| To do |
Put the part of the listing below that opens with the line containing "Expected: one point per instance of the human" and closes with the line containing "[[191, 162], [37, 67]]" into a numbered list, leaving out blank lines. List only the lines in that part.

| The records |
********

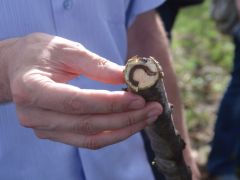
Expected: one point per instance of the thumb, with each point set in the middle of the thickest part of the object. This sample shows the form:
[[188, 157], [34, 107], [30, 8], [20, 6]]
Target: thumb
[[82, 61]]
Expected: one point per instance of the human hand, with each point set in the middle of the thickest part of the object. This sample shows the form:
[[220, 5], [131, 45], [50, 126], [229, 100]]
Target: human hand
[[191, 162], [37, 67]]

********

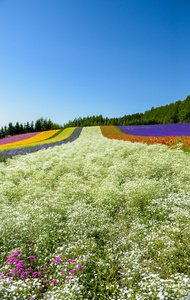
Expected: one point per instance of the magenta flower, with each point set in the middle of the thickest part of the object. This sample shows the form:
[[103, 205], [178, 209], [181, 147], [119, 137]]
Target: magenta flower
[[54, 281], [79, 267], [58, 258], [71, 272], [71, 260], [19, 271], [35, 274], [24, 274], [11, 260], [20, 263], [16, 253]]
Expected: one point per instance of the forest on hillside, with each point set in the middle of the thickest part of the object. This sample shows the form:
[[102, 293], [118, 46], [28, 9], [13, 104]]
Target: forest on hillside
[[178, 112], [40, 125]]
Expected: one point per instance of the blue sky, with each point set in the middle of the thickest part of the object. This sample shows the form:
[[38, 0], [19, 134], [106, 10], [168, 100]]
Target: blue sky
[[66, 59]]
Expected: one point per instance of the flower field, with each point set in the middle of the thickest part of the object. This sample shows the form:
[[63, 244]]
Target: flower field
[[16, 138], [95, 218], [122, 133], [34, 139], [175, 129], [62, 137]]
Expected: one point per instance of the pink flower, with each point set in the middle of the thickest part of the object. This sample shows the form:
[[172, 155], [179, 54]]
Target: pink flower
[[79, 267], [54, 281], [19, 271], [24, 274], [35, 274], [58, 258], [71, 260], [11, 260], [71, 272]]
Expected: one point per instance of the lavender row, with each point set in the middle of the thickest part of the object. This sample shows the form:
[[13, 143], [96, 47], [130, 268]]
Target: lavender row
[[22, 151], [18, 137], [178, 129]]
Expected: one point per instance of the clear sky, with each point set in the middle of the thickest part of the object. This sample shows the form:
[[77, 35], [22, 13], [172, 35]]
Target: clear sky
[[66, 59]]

********

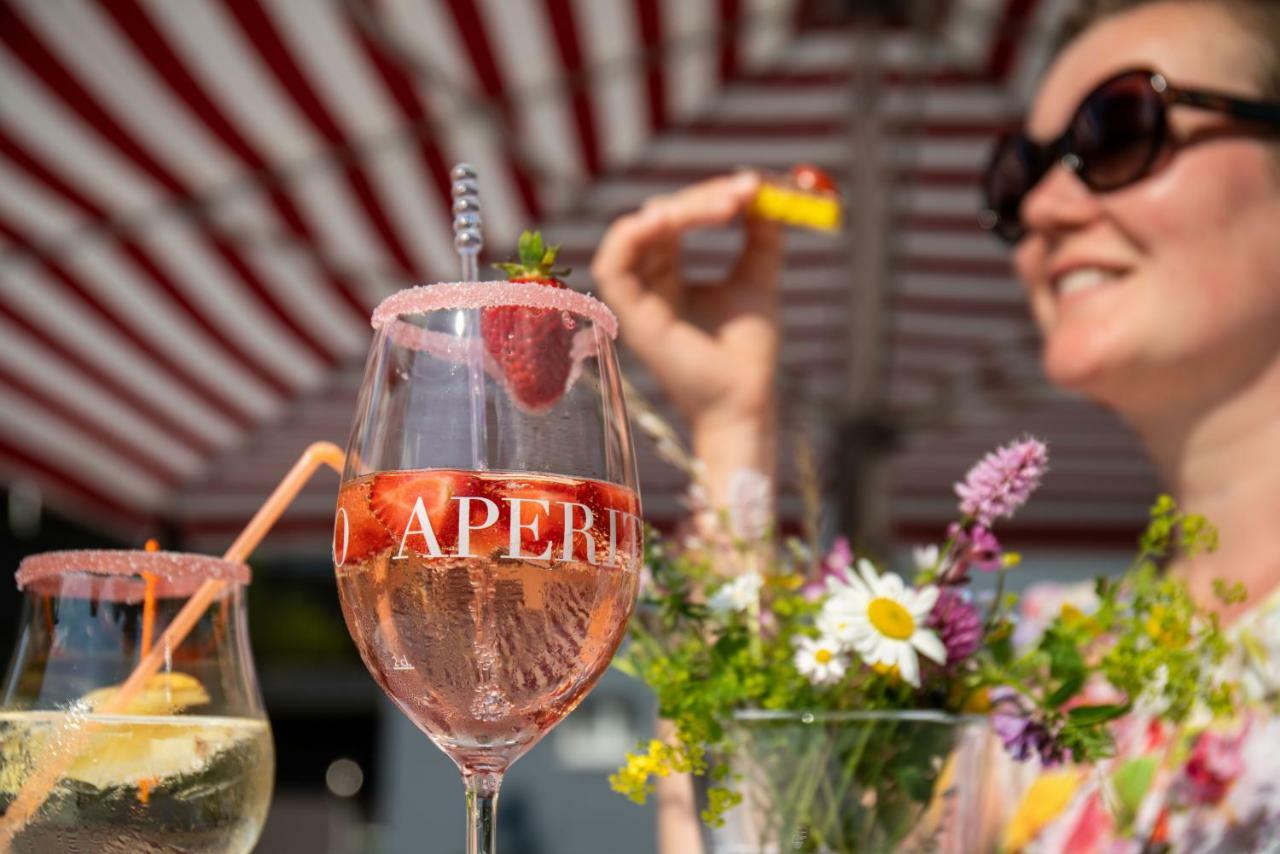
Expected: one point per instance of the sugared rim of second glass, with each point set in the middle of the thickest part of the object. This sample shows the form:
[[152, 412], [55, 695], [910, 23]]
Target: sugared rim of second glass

********

| Result |
1. Expected: one point per instance of the human hand, with each point set in the middle of the thickest part of the object. This sample shows the form:
2. [[220, 5], [131, 45], [50, 126], [229, 100]]
3. Target: human hand
4. [[191, 162], [37, 67]]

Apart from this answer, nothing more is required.